The biggest cause of bee die-offs is just random luck. For as long as bee numbers have been reported there have been reports of sudden, large-scale die-offs. Nature is out to kill them like it is all of us. Yet more recently, it has been found that we can help bees make their own luck. Pesticides wipe out varroa mites, the greatest enemy bees have.

A new study on how bee pathogens spread shows that agriculture also has a positive impact, a much different scenario than that promoted by environmental lawyers. It used empirical data and mathematical modeling to try and determine how surrounding landscapes might affect the ways that bees and flowers interact, and how interconnected networks of plants and pollinators influence disease spread in bees. 


Sweat bee on goldenrod. Credit" Laura Figueroa, Cornell University

The empirical data came from uniform plots of wildflowers on 11 sites with varying amounts of surrounding farmland that began in 2012. In 2015, the team observed, tracked and recorded which bee species visited which flowers, ultimately describing the interaction patterns of 46 bee species and 13 plant species. They found that the common eastern bumblebee, as the dominant bee species in upstate New York, has a greater influence than other species on disease transmission dynamics.

The majority of bees carry their own demise, so do nearly all flowers
 
The study found that 65 percent of bee species carried pathogens but so did 75 percent of flower species. As you probably expect, the pathogens are also transmitted between bees and flowers.

##############################

▶ Exercise requirements
- 1) Answer from the article on bee pathogens:
(a) What do pesticides wipe out?
(b) In which year did the team observe which bee species visited which flowers?
(c) What percentage of flower species carried pathogens?
- 2) Translate this sentence from the article on bee pathogens into Spanish: "The study found that 65 percent of bee species carried pathogens but so did 75 percent of flower species."
The records that come next are separate material, unrelated to the article on bee pathogens.

▶ Entries shown
##############################

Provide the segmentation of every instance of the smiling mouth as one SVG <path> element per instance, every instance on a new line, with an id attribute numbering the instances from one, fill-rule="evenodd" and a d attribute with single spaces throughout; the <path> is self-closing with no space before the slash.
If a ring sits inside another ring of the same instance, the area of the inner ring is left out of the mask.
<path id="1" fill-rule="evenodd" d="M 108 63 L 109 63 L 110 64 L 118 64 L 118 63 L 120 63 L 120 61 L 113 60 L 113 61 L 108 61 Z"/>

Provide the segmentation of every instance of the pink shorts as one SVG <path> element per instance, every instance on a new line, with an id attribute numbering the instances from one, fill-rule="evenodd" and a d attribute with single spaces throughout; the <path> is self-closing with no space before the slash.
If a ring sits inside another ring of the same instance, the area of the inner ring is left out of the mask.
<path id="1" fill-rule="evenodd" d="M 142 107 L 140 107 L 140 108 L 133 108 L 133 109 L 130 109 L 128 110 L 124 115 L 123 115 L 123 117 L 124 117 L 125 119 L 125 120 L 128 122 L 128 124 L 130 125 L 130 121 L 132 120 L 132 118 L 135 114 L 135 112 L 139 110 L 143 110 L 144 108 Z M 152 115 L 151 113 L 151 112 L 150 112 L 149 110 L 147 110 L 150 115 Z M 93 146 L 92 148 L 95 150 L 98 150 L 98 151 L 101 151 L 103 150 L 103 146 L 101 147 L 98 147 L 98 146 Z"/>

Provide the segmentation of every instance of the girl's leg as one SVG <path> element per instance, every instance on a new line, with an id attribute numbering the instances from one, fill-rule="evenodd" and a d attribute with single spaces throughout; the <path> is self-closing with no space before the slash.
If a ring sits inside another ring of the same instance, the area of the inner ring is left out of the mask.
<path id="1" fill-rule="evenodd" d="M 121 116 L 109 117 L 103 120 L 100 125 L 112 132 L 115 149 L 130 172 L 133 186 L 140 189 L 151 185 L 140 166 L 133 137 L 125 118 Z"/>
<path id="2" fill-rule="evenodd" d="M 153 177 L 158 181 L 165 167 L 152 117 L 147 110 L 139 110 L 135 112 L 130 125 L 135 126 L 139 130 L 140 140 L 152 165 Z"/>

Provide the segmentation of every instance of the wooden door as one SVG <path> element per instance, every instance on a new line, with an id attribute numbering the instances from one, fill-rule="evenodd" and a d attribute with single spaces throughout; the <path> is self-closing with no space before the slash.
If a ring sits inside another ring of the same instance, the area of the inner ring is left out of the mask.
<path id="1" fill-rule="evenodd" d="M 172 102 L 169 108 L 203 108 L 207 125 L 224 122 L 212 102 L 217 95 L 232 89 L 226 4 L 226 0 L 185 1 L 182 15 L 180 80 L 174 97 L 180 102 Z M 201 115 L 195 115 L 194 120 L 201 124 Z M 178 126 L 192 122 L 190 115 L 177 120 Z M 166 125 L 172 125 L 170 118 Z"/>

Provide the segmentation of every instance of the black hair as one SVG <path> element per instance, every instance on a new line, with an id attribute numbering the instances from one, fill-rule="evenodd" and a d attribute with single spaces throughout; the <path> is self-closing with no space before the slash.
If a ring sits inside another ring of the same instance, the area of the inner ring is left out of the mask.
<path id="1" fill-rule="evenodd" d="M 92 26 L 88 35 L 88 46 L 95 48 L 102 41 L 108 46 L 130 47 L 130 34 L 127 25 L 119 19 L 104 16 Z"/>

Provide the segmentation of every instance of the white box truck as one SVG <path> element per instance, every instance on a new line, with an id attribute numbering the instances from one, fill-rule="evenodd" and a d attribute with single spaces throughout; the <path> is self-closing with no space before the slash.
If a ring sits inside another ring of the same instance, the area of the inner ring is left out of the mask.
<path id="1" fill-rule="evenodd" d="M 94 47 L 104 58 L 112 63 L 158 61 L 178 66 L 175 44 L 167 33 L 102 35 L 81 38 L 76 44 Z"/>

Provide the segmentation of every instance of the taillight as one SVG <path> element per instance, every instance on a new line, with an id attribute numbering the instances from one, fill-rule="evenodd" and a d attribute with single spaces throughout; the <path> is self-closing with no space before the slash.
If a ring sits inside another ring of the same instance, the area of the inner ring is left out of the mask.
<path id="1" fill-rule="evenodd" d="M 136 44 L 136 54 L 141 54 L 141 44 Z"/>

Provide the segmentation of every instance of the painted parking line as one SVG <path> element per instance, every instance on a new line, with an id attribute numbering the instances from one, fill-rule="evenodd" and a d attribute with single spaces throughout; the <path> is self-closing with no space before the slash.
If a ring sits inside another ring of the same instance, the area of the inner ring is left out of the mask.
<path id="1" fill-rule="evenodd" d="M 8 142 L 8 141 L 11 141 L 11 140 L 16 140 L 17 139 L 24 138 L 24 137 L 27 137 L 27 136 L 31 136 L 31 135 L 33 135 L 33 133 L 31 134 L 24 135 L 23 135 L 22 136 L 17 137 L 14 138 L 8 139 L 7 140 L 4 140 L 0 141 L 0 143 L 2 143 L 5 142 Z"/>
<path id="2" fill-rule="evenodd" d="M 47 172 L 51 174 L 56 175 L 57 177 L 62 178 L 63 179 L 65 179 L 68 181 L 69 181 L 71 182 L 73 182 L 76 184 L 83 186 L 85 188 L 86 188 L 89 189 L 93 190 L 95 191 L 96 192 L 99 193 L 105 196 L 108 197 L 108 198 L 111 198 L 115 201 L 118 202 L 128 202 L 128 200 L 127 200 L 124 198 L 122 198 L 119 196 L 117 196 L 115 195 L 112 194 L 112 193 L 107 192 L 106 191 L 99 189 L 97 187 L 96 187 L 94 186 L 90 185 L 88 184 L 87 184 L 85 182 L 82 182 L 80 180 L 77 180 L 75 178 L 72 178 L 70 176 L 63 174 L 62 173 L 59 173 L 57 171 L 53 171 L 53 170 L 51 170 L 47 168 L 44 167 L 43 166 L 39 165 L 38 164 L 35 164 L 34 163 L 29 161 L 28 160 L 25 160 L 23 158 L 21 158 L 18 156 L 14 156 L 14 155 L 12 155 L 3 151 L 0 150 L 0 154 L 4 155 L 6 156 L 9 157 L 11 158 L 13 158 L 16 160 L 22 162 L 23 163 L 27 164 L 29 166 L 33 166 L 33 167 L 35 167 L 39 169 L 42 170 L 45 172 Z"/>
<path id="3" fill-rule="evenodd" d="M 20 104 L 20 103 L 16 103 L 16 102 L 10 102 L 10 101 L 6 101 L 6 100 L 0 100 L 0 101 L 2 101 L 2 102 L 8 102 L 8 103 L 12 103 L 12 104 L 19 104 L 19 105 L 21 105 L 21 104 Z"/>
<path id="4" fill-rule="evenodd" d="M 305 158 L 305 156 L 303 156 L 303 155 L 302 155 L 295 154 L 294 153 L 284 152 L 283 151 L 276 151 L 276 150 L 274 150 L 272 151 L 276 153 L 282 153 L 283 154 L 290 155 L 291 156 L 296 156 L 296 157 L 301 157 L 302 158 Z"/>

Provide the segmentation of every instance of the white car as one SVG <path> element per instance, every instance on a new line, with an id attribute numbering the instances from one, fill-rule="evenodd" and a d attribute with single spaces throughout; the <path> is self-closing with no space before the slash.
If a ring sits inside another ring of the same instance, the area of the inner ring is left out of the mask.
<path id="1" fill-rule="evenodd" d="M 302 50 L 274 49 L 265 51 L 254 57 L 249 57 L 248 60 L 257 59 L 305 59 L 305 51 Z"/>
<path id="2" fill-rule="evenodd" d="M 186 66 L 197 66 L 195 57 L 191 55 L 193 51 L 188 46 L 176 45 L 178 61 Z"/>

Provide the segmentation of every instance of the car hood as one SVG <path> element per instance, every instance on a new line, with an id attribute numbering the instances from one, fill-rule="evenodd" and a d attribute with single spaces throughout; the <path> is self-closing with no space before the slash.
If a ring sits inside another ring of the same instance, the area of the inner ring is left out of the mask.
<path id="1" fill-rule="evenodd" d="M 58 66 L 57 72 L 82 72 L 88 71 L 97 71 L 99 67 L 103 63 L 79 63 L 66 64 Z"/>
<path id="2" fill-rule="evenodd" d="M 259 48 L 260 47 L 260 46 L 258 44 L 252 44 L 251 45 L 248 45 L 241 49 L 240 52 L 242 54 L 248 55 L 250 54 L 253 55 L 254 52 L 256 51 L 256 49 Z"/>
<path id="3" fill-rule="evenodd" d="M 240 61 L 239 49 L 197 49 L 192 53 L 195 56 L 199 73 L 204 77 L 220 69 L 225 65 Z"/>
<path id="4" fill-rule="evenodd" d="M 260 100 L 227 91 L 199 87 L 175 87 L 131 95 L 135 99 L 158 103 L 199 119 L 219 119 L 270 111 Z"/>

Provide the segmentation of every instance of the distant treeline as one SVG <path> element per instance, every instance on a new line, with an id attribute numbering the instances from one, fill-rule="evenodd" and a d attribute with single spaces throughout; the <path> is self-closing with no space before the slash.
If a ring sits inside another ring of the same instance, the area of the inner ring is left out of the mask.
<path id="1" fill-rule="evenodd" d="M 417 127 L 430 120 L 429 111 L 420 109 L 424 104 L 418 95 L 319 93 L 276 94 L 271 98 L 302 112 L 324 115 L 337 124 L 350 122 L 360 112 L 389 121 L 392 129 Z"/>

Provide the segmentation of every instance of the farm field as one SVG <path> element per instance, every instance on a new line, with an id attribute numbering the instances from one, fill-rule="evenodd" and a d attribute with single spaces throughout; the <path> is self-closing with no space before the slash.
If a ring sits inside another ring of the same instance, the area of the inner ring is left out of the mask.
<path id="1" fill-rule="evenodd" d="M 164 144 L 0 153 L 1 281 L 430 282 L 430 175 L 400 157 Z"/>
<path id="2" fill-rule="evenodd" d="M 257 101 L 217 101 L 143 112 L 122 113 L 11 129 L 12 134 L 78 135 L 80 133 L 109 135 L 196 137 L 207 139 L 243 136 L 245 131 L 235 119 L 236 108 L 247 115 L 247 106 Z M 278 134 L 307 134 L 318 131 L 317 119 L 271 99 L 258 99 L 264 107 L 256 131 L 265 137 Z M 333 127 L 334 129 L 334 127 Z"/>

##############################

▶ Answers below
- 1)
(a) Varroa mites.
(b) 2015.
(c) 75 percent.

- 2) El estudio encontró que el 65 por ciento de las especies de abejas portaban patógenos, pero también el 75 por ciento de las especies de flores.